━━━━━ DOCUMENT PASSAGE
U.S. to extend mask requirement on planes, buses and mass transit until April 18
A decision to eventually scrap mask requirements has grown more likely in recent weeks
U.S. officials are extending the requirement for masks on planes and public transportation for one more month — through mid-April — while taking steps that could lead to the rule being lifted.
The mask mandate was scheduled to expire March 18, but the U.S. Transportation Security Administration (TSA) said Thursday that it will extend the requirement through April 18.
TSA said the extra month will give the U.S. Centers for Disease Control and Prevention (CDC) time to develop new, more targeted policies that will consider the number of cases of COVID-19 nationally and in local communities, and the risk of new variants.
The TSA enforces the rule, which extends to planes, buses, trains and transit hubs.
As of Thursday, more than 98 per cent of the U.S. population lived in areas with low or medium COVID-19 case levels, meaning that the CDC no longer recommends face masks in public indoor settings.
A decision to eventually scrap the mask requirement — one of the last vestiges of nationwide pandemic rules — has grown more likely in recent weeks as more states, even those led by Democratic governors, relaxed their own mandates for wearing masks indoors, and the CDC eased its recommendations.
━━━━━━━━━━
━━━━━ RECORDS PROVIDED
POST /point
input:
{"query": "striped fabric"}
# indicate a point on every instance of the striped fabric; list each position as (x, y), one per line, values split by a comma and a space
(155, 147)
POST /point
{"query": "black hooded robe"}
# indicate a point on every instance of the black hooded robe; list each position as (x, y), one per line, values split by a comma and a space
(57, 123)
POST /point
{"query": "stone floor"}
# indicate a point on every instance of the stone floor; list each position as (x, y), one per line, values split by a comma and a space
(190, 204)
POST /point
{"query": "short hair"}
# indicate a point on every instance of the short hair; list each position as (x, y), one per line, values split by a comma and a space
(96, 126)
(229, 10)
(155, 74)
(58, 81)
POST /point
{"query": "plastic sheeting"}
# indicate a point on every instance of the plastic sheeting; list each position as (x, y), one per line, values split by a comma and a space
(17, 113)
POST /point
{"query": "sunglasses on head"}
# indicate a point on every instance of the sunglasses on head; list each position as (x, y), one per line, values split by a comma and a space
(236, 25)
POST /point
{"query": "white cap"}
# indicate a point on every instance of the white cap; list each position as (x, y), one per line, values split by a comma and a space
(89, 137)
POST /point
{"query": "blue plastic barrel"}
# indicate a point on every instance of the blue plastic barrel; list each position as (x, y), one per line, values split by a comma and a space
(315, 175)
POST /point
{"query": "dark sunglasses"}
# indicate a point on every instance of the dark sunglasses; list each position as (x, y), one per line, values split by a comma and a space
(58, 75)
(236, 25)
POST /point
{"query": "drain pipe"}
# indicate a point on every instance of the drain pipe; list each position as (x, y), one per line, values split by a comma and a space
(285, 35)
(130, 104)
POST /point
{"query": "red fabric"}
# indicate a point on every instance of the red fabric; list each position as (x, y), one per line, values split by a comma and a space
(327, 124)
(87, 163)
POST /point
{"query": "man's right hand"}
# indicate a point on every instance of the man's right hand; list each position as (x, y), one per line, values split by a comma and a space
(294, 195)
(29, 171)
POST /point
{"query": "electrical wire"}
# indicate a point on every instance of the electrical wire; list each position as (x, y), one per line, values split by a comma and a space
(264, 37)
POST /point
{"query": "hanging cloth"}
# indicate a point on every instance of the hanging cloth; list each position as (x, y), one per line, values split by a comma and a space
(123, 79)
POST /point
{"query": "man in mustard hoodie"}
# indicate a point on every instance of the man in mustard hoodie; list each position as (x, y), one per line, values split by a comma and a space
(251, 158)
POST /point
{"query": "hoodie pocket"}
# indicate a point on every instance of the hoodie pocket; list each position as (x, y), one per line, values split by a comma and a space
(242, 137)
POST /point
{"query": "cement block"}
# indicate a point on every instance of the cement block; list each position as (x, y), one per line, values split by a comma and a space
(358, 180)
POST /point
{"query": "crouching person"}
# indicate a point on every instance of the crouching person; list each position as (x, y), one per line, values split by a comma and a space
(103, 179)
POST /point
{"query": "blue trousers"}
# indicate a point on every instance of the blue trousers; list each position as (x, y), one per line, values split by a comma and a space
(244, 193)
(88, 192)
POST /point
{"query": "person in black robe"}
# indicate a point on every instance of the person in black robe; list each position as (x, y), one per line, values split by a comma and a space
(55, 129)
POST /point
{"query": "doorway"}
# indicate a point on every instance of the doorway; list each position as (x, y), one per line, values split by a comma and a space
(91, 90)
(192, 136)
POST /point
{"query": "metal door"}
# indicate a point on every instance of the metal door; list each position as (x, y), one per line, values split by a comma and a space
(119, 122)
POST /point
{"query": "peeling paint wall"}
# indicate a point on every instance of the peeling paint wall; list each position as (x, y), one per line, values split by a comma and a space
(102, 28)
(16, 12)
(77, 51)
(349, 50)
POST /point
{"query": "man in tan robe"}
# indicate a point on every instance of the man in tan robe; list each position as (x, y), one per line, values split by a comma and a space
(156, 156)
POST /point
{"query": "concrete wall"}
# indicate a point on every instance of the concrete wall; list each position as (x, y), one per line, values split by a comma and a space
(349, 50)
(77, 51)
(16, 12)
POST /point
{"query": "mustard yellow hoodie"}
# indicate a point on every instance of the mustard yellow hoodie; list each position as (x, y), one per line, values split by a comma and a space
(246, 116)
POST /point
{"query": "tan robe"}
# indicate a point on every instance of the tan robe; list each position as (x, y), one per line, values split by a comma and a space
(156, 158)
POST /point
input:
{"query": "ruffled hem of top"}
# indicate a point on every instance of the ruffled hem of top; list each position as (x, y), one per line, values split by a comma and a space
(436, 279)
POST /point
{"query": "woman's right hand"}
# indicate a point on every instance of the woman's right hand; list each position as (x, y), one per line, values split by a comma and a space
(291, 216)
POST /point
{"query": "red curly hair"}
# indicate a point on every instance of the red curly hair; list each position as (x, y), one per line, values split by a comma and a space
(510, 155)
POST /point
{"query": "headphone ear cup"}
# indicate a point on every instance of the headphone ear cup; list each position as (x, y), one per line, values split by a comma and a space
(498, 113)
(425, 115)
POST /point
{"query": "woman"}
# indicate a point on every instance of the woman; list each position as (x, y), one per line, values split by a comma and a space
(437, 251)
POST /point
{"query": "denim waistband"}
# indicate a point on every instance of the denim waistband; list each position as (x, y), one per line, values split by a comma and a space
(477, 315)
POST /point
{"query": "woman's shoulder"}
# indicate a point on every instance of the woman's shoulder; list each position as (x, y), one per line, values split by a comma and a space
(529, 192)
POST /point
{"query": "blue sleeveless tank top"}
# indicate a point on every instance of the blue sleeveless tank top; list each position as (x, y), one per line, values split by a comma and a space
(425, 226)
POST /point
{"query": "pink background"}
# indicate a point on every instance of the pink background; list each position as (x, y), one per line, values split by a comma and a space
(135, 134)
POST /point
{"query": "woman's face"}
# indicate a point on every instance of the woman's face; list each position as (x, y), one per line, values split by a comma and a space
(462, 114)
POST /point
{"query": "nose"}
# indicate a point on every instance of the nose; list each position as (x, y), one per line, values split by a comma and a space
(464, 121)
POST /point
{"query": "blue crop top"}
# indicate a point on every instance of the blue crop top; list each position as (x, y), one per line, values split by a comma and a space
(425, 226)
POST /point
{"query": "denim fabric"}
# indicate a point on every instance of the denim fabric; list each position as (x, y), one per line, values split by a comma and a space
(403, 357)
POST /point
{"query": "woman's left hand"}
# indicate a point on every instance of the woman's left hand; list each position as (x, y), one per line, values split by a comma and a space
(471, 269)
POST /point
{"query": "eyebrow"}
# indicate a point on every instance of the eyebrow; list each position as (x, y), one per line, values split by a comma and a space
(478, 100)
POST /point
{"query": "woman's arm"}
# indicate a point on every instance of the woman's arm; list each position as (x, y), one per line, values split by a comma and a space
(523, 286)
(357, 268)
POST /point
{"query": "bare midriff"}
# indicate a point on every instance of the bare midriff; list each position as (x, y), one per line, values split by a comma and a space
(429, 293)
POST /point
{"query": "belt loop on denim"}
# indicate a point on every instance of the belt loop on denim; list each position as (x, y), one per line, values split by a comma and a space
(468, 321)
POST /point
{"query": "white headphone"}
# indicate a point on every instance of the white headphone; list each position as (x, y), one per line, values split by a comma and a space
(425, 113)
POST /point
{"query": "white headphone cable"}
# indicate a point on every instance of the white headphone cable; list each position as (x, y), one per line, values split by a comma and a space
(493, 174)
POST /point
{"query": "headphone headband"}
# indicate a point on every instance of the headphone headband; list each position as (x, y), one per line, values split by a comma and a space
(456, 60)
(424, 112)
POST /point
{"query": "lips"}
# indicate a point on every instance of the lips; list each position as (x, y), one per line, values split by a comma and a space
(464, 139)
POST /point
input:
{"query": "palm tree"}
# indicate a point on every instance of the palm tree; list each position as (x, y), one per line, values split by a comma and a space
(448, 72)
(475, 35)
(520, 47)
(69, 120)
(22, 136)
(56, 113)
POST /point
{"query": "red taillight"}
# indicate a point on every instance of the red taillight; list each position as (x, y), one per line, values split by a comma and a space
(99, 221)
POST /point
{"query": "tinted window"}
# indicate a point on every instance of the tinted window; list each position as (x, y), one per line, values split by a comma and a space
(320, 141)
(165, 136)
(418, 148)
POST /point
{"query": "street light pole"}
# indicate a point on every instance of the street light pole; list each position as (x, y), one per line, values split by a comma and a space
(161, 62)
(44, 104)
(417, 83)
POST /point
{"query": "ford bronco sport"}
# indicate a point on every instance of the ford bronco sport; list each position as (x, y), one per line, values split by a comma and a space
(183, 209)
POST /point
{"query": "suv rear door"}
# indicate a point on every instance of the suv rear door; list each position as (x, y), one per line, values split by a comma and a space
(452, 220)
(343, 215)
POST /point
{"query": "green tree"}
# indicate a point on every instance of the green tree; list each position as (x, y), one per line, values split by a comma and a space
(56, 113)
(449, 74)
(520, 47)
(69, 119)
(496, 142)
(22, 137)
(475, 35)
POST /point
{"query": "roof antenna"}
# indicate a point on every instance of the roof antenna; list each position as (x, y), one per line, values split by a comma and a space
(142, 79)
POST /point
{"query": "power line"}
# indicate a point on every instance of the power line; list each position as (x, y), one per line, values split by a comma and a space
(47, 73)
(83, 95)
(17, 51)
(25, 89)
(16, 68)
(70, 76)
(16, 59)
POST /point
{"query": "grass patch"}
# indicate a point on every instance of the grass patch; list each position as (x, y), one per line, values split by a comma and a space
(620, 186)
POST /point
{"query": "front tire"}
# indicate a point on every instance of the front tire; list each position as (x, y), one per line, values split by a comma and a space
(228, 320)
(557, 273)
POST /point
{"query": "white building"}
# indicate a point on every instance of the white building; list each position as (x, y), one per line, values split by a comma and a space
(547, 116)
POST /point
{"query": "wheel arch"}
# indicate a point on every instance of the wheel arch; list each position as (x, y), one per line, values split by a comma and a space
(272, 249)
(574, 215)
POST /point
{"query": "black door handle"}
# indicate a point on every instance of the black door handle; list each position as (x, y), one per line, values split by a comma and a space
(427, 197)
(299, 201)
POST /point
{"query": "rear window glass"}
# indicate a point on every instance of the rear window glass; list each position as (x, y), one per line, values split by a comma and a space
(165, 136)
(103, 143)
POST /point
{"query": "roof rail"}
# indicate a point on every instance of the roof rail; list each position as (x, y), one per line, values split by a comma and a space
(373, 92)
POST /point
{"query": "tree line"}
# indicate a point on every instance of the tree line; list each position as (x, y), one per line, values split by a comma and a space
━━━━━━━━━━
→ TASKS AND EXERCISES:
A – In the article above on the U.S. mask requirement for planes and public transportation, do these statements agree with the text? Answer yes or no for each and quote the words that decide it: (i) The mask mandate had been scheduled to expire on March 18. (ii) The CDC enforces the mask rule on planes, buses and trains. (iii) Only states led by Republican governors relaxed their own indoor mask mandates.
B – Translate this sentence from the mask-requirement article above into Spanish: "The TSA enforces the rule, which extends to planes, buses, trains and transit hubs."

→ PER-TASK ANSWERS:
A –
(i) Yes: "The mask mandate was scheduled to expire March 18"
(ii) No: "The TSA enforces the rule, which extends to planes, buses, trains and transit hubs."
(iii) No: "as more states, even those led by Democratic governors, relaxed their own mandates for wearing masks indoors"

B – La TSA hace cumplir la norma, que se aplica a aviones, autobuses, trenes y centros de transporte público.